--- BRANO PROPOSTO ---
Indubbiamente, il partito informale  e minoritario ma vigoroso che si opponeva alle riforme rooseveltiane –  in particolare all’affermazione dei  nuovi sindacati industriali e alla previdenza  sociale –  non si è mai dato per vinto. Dopo l’inizio della Guerra fredda l’ostilità padronale alla sindacalizzazione, i licenziamenti (illegali ma tollerati) dei militanti sindacali, le nuove leggi antisciopero dei singoli stati, il razzismo intaccavano l’assetto di garanzie del lavoro conquistate alla metà degli anni Trenta.

--- SEZIONE DEL DATASET ---
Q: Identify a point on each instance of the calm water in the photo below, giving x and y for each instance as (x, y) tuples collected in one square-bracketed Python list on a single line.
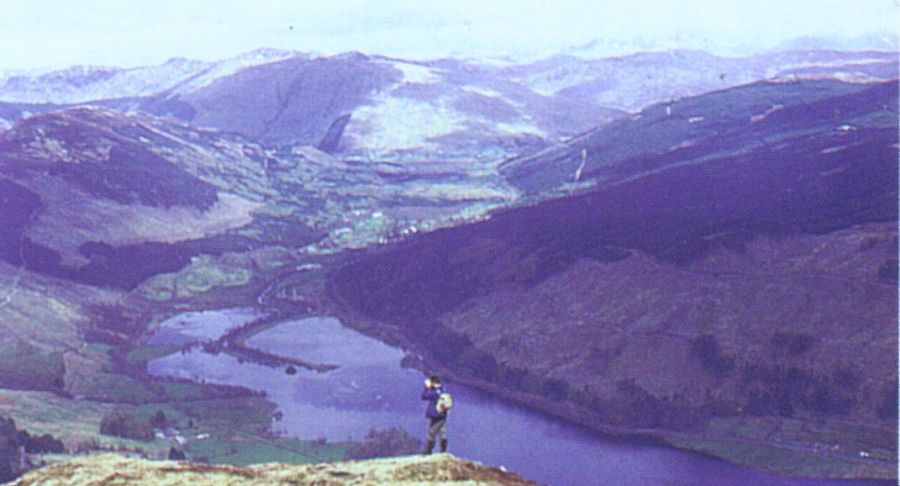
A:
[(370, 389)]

--- CONSEGNA ---
Copia senza modifiche, dal brano sulle riforme rooseveltiane, la parte che si apre con le parole in cui compare "Indubbiamente, il partito" e si chiude con "degli anni Trenta.".

--- SOLUZIONE ---
Indubbiamente, il partito informale  e minoritario ma vigoroso che si opponeva alle riforme rooseveltiane –  in particolare all’affermazione dei  nuovi sindacati industriali e alla previdenza  sociale –  non si è mai dato per vinto. Dopo l’inizio della Guerra fredda l’ostilità padronale alla sindacalizzazione, i licenziamenti (illegali ma tollerati) dei militanti sindacali, le nuove leggi antisciopero dei singoli stati, il razzismo intaccavano l’assetto di garanzie del lavoro conquistate alla metà degli anni Trenta.